## [Exercise prompt]
Once you find the line with "Task: annotate each instance of the neighboring" in the data that follows, repeat it and every line after it exactly, through the line with "Target: green lawn".

## [Records shown]
□ □ □ □

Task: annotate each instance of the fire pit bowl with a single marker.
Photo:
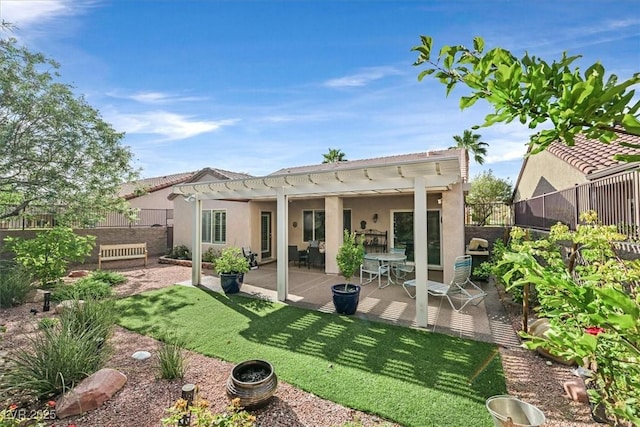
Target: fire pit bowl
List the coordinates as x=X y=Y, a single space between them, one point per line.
x=253 y=382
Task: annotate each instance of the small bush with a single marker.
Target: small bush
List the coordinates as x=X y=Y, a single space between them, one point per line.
x=60 y=356
x=48 y=323
x=211 y=255
x=171 y=360
x=179 y=252
x=86 y=288
x=109 y=277
x=15 y=284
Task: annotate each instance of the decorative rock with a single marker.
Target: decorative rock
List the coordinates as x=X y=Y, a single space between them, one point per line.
x=92 y=392
x=576 y=390
x=36 y=295
x=141 y=355
x=79 y=273
x=68 y=304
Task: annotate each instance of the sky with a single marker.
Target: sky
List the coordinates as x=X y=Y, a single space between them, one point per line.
x=256 y=86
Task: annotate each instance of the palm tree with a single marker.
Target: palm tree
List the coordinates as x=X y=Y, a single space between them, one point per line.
x=333 y=156
x=471 y=142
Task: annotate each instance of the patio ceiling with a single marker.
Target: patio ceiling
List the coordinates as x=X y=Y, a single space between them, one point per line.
x=440 y=172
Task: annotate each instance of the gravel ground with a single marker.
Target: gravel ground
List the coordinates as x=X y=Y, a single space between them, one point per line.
x=143 y=399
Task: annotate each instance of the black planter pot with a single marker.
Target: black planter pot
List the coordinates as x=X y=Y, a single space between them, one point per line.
x=346 y=298
x=231 y=283
x=253 y=382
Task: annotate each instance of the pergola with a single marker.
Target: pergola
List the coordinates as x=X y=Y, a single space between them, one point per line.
x=333 y=182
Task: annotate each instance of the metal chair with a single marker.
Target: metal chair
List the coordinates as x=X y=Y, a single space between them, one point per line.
x=315 y=257
x=461 y=287
x=372 y=267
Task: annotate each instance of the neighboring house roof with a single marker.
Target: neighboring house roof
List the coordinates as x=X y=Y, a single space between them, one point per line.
x=149 y=185
x=375 y=161
x=590 y=156
x=218 y=174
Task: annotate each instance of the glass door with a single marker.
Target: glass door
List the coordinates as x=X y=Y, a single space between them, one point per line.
x=403 y=235
x=265 y=234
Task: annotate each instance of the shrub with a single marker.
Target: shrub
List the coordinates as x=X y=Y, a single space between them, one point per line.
x=15 y=284
x=171 y=360
x=593 y=306
x=48 y=323
x=234 y=416
x=110 y=277
x=86 y=288
x=60 y=356
x=210 y=255
x=179 y=252
x=48 y=255
x=231 y=261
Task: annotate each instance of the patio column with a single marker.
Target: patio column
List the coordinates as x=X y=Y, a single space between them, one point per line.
x=453 y=228
x=420 y=247
x=196 y=247
x=332 y=232
x=282 y=262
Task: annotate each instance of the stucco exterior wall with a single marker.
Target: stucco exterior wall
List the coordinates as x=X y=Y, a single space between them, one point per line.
x=238 y=222
x=544 y=173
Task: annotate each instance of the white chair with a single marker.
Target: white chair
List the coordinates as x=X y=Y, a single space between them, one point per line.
x=372 y=267
x=461 y=287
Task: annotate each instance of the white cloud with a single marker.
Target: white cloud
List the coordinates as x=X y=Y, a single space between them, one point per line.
x=151 y=97
x=169 y=126
x=363 y=78
x=23 y=13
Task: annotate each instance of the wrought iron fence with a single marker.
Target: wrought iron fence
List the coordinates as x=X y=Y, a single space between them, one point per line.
x=616 y=199
x=37 y=218
x=488 y=214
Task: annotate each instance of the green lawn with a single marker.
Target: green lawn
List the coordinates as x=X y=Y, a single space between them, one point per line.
x=412 y=377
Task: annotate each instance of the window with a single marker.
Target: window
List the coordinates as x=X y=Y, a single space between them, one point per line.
x=314 y=223
x=214 y=226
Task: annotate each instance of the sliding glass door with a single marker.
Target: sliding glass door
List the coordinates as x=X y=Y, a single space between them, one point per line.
x=403 y=235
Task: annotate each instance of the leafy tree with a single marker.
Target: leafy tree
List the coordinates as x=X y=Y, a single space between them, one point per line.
x=48 y=255
x=470 y=142
x=55 y=149
x=536 y=92
x=593 y=306
x=333 y=156
x=487 y=190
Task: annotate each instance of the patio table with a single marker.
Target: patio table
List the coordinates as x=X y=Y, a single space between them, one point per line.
x=388 y=259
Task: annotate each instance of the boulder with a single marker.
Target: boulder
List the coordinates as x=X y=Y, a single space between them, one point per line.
x=576 y=390
x=79 y=273
x=92 y=392
x=36 y=295
x=67 y=304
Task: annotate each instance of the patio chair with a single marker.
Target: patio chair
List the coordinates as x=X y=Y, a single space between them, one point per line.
x=297 y=256
x=461 y=287
x=315 y=257
x=251 y=256
x=372 y=267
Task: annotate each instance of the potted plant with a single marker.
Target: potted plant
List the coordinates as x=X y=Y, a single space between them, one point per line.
x=230 y=267
x=350 y=255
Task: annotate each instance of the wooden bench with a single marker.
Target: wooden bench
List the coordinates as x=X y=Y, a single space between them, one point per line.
x=124 y=251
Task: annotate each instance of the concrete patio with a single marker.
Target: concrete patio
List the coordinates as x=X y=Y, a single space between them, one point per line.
x=311 y=289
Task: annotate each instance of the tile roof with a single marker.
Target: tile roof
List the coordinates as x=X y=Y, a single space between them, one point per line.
x=154 y=184
x=376 y=161
x=160 y=182
x=590 y=155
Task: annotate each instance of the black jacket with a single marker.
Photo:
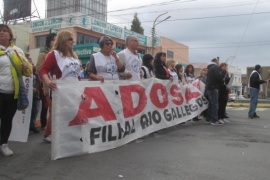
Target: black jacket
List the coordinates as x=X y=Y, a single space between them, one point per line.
x=223 y=90
x=214 y=77
x=254 y=81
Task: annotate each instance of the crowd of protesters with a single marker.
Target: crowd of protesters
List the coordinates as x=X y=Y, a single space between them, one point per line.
x=58 y=61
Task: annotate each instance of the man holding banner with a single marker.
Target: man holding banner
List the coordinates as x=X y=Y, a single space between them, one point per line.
x=131 y=59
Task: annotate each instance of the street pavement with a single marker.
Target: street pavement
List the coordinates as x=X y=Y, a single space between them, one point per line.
x=239 y=150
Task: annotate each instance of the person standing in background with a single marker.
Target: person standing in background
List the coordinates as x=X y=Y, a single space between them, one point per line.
x=12 y=62
x=131 y=60
x=63 y=63
x=147 y=68
x=223 y=93
x=44 y=90
x=189 y=73
x=179 y=71
x=171 y=66
x=213 y=82
x=36 y=99
x=105 y=65
x=161 y=70
x=255 y=86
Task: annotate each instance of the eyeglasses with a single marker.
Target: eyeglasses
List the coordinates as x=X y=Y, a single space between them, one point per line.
x=108 y=44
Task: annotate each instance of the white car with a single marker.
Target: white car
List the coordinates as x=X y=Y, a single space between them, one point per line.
x=241 y=97
x=232 y=97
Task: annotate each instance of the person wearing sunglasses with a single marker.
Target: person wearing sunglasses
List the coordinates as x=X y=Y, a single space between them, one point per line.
x=131 y=59
x=104 y=65
x=61 y=63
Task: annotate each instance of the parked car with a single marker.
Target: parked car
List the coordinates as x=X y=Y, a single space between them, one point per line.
x=241 y=97
x=232 y=97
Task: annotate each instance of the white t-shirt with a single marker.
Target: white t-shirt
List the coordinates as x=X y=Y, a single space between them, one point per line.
x=132 y=63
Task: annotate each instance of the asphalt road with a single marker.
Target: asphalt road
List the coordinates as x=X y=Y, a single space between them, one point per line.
x=239 y=150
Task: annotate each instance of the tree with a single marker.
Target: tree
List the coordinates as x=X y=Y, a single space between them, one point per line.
x=136 y=25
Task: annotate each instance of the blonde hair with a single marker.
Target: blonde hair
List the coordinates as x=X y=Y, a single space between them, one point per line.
x=60 y=44
x=203 y=69
x=170 y=63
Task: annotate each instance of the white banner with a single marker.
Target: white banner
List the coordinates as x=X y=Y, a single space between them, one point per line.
x=89 y=117
x=21 y=120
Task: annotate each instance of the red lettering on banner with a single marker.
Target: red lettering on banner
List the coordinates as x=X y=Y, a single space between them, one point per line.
x=190 y=95
x=103 y=107
x=127 y=100
x=176 y=93
x=155 y=98
x=197 y=84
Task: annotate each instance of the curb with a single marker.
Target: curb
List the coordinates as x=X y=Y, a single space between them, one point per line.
x=247 y=105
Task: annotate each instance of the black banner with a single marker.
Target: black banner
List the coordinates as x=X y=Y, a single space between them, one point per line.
x=16 y=9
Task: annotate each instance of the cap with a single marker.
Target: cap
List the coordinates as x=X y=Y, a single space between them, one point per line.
x=103 y=40
x=147 y=58
x=257 y=67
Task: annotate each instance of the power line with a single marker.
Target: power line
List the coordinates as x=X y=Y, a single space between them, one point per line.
x=211 y=17
x=246 y=28
x=195 y=9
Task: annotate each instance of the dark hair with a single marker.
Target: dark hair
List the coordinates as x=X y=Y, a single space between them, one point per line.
x=177 y=67
x=2 y=26
x=49 y=38
x=103 y=39
x=258 y=67
x=147 y=59
x=186 y=70
x=158 y=60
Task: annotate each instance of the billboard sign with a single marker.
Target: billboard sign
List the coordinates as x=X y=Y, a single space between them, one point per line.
x=16 y=9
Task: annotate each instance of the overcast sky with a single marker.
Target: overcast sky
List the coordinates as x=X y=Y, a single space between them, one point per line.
x=210 y=28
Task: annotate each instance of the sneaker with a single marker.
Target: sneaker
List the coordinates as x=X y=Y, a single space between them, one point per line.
x=221 y=121
x=256 y=116
x=34 y=130
x=47 y=139
x=217 y=123
x=207 y=121
x=6 y=151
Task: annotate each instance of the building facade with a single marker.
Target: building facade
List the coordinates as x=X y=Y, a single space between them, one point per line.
x=94 y=8
x=87 y=32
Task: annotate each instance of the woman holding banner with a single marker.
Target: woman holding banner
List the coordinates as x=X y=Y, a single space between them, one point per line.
x=161 y=70
x=61 y=63
x=12 y=60
x=105 y=64
x=44 y=90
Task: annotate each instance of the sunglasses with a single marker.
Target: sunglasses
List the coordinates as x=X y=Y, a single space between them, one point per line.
x=108 y=44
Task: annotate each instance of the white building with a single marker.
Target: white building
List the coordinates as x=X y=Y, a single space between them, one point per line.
x=94 y=8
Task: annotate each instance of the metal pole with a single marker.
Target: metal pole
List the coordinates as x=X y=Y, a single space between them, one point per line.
x=154 y=30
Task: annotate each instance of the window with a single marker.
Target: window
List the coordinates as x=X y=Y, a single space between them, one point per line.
x=120 y=46
x=141 y=51
x=40 y=41
x=85 y=39
x=169 y=54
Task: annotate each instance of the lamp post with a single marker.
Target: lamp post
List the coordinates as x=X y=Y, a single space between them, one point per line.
x=154 y=30
x=230 y=58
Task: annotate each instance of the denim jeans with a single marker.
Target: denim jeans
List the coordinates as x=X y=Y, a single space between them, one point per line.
x=254 y=95
x=212 y=111
x=34 y=112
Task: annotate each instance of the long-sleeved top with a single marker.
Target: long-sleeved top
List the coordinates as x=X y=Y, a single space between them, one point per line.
x=255 y=80
x=11 y=71
x=61 y=67
x=214 y=77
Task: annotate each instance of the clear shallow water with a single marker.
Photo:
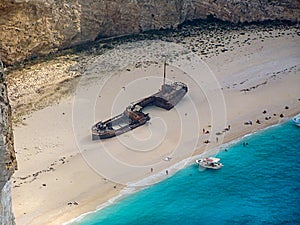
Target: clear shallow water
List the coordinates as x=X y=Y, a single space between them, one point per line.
x=259 y=184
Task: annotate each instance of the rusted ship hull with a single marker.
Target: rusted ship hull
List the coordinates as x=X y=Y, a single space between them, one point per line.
x=133 y=117
x=167 y=97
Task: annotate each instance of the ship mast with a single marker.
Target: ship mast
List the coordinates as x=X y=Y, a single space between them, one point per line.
x=165 y=65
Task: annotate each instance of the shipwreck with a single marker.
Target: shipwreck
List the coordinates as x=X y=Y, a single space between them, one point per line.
x=133 y=116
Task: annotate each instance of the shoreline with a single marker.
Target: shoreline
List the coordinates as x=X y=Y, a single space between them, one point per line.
x=161 y=175
x=45 y=198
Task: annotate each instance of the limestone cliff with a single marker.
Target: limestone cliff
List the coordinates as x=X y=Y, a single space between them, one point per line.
x=32 y=27
x=7 y=156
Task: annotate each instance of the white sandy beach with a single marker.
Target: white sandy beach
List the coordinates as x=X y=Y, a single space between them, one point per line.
x=62 y=173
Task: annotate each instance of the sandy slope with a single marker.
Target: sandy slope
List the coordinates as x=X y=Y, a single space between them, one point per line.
x=59 y=164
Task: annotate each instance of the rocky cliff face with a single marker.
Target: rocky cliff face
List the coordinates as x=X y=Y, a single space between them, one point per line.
x=7 y=156
x=32 y=27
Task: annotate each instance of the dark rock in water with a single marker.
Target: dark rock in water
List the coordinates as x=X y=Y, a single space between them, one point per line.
x=8 y=162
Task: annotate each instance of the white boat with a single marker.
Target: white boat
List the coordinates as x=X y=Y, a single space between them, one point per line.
x=210 y=163
x=296 y=120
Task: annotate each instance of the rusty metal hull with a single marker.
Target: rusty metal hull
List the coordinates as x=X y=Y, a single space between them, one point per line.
x=133 y=116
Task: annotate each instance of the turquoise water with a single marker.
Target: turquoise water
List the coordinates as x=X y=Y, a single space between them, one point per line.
x=259 y=184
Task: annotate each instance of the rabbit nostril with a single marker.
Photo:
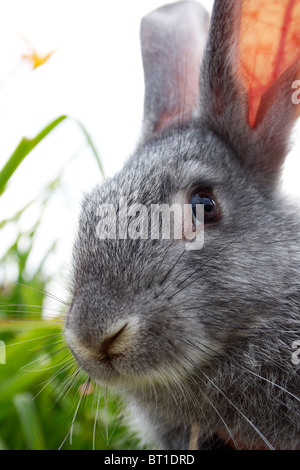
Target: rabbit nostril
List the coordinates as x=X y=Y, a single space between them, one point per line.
x=109 y=344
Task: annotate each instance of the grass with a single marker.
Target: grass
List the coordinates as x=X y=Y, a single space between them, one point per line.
x=46 y=402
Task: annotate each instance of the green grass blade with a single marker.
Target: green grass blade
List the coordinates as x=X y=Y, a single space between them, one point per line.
x=27 y=145
x=29 y=421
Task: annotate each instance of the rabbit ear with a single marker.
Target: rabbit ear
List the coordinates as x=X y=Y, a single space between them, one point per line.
x=173 y=39
x=251 y=61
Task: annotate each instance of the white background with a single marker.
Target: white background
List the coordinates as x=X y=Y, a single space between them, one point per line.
x=95 y=75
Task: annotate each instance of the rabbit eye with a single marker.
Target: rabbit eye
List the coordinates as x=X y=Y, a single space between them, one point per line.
x=204 y=196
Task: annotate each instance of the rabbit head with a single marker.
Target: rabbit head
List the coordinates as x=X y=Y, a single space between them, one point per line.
x=200 y=337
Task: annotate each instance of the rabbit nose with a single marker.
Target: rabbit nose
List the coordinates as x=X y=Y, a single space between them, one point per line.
x=112 y=344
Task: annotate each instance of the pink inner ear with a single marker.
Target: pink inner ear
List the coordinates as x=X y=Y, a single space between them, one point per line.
x=269 y=45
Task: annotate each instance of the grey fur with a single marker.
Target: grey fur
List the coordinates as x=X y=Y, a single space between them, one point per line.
x=215 y=327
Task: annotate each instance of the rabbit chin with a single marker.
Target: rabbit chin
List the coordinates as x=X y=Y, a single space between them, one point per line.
x=133 y=371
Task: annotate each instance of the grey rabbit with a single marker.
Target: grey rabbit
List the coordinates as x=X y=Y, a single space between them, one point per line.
x=199 y=342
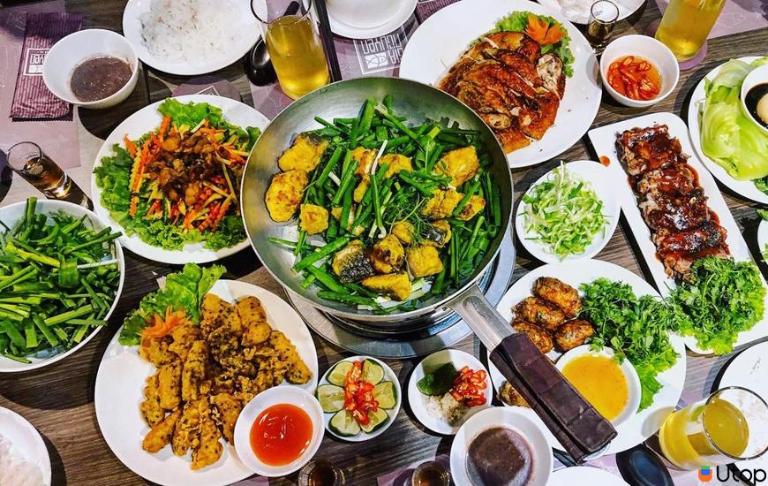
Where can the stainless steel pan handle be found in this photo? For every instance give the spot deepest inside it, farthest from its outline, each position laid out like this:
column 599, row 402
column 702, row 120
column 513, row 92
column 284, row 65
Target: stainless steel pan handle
column 573, row 421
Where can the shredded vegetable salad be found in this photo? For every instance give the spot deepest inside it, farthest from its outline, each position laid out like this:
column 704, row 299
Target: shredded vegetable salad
column 563, row 213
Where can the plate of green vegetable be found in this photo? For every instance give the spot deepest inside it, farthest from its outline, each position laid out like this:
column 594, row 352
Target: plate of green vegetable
column 168, row 177
column 570, row 213
column 61, row 275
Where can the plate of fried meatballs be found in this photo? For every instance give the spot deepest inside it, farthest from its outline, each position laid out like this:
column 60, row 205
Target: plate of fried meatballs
column 168, row 408
column 546, row 305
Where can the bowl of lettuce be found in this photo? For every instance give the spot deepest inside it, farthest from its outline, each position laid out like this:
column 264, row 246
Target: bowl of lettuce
column 155, row 222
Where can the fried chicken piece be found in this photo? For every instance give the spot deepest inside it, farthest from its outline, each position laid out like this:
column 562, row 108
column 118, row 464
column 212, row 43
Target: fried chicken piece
column 573, row 333
column 558, row 293
column 510, row 396
column 537, row 335
column 194, row 371
column 226, row 410
column 160, row 434
column 169, row 385
column 539, row 312
column 150, row 407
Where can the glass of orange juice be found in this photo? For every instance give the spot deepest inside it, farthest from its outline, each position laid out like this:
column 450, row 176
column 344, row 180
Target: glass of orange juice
column 294, row 45
column 686, row 24
column 729, row 425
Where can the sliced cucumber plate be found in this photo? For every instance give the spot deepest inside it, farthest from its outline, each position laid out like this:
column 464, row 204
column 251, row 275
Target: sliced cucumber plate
column 338, row 374
column 386, row 394
column 373, row 373
column 331, row 398
column 344, row 424
column 375, row 420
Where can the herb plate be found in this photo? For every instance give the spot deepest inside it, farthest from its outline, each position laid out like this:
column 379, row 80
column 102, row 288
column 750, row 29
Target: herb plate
column 646, row 422
column 604, row 141
column 146, row 120
column 595, row 177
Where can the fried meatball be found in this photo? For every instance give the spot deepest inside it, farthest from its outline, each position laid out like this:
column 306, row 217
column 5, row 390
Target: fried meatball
column 539, row 312
column 573, row 333
column 539, row 336
column 560, row 294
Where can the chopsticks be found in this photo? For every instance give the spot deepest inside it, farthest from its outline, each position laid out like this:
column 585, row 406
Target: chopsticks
column 327, row 36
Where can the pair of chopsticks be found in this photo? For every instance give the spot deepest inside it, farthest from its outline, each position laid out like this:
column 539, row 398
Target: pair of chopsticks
column 327, row 36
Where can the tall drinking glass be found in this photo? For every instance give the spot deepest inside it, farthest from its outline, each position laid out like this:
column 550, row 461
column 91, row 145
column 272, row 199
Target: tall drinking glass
column 686, row 24
column 730, row 425
column 294, row 46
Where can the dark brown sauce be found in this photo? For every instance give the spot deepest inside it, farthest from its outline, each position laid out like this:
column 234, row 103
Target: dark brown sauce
column 99, row 78
column 752, row 100
column 499, row 457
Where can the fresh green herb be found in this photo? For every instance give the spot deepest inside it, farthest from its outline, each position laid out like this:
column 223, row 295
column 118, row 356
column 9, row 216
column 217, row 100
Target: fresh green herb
column 563, row 213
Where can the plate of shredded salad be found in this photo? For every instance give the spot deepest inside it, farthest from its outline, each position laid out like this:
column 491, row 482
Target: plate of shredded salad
column 568, row 214
column 168, row 178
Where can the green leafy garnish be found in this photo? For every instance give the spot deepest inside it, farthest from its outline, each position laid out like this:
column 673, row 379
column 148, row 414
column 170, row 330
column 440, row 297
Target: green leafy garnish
column 182, row 291
column 563, row 213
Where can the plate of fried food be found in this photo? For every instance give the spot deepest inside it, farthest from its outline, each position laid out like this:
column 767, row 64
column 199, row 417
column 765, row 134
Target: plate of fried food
column 561, row 306
column 526, row 70
column 173, row 381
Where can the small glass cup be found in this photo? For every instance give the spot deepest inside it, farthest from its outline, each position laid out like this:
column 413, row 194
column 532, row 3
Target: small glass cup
column 29, row 161
column 319, row 472
column 294, row 46
column 730, row 425
column 603, row 17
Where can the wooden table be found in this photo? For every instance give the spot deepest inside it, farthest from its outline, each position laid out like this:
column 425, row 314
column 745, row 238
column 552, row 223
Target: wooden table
column 58, row 400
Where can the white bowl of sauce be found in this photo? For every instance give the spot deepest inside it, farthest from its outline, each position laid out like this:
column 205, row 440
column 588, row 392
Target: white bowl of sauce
column 93, row 68
column 612, row 387
column 279, row 431
column 754, row 96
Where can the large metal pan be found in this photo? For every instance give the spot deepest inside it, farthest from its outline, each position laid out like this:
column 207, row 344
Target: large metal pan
column 578, row 426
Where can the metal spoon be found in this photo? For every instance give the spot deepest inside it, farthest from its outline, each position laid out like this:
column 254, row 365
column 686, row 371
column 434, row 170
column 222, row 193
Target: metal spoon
column 258, row 65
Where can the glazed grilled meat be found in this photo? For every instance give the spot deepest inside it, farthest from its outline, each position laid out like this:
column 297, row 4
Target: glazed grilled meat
column 513, row 88
column 670, row 199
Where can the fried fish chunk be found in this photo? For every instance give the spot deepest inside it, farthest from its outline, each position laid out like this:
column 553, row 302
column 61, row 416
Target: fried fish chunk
column 160, row 434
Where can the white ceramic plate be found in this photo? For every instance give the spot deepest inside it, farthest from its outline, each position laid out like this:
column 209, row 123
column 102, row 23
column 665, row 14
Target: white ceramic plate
column 430, row 53
column 596, row 176
column 626, row 8
column 417, row 399
column 146, row 120
column 521, row 421
column 389, row 375
column 246, row 26
column 604, row 141
column 745, row 189
column 120, row 386
column 9, row 215
column 749, row 369
column 26, row 442
column 646, row 422
column 592, row 476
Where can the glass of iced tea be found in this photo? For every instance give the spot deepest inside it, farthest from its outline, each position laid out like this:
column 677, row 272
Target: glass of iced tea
column 294, row 45
column 729, row 425
column 29, row 161
column 686, row 24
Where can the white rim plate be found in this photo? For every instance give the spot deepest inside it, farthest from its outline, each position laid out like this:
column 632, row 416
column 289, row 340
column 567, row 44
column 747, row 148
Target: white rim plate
column 9, row 215
column 646, row 422
column 604, row 141
column 596, row 176
column 146, row 120
column 120, row 386
column 430, row 53
column 247, row 26
column 416, row 399
column 26, row 441
column 626, row 8
column 749, row 369
column 389, row 375
column 745, row 189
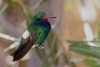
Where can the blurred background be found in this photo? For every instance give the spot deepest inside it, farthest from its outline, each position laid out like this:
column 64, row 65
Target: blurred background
column 74, row 40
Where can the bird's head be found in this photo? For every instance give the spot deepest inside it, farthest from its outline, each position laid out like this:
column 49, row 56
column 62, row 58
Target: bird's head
column 41, row 16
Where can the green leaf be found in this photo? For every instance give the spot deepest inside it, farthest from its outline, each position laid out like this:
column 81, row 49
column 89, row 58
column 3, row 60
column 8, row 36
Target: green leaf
column 85, row 49
column 92, row 63
column 99, row 31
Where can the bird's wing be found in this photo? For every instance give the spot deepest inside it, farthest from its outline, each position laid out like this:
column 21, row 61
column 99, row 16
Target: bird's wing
column 26, row 43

□ □ □ □

## [Exercise response]
Task: annotate each instance of the neighboring house roof with a single marker.
Target: neighboring house roof
List the coordinates as x=X y=Y, a single space between them, one point per line.
x=149 y=185
x=375 y=161
x=590 y=156
x=218 y=174
Task: annotate each instance of the glass door with a single marker.
Target: glass door
List the coordinates as x=X y=Y, a single space between them, one point per line.
x=403 y=235
x=265 y=234
Task: annotate each instance of the shrub with a single marker.
Target: shrub
List the coordinates as x=X y=Y, a single space between them, one point per line.
x=15 y=284
x=171 y=360
x=593 y=306
x=48 y=323
x=234 y=416
x=110 y=277
x=86 y=288
x=60 y=356
x=210 y=255
x=179 y=252
x=48 y=255
x=231 y=261
Task: annotate each instance of the patio column with a single marker.
Target: patio column
List the coordinates as x=X y=Y, a single space between them, one point per line.
x=453 y=228
x=420 y=247
x=196 y=247
x=332 y=232
x=282 y=262
Task: annotate each instance of the stucco exterior wall with a single marker.
Target: stucco exterior wall
List the coordinates as x=X y=Y, a single space between them, one point per line.
x=238 y=222
x=544 y=173
Task: annotate each instance of the white chair with a single marker.
Target: white chair
List the coordinates as x=X y=Y, a single space between them, one point per line.
x=372 y=267
x=461 y=287
Task: annotate each instance of the white cloud with a single marker.
Target: white cloud
List the coordinates as x=X y=Y, a single space between them, one point per line.
x=151 y=97
x=169 y=126
x=363 y=78
x=23 y=13
Task: annotate each instance of the wrought iron fence with a single marker.
Target: wrought iron fence
List the coordinates as x=X y=Y, a single space between them, one point per line.
x=616 y=199
x=37 y=218
x=488 y=214
Task: annotate each instance of the green lawn with a single marker.
Target: green lawn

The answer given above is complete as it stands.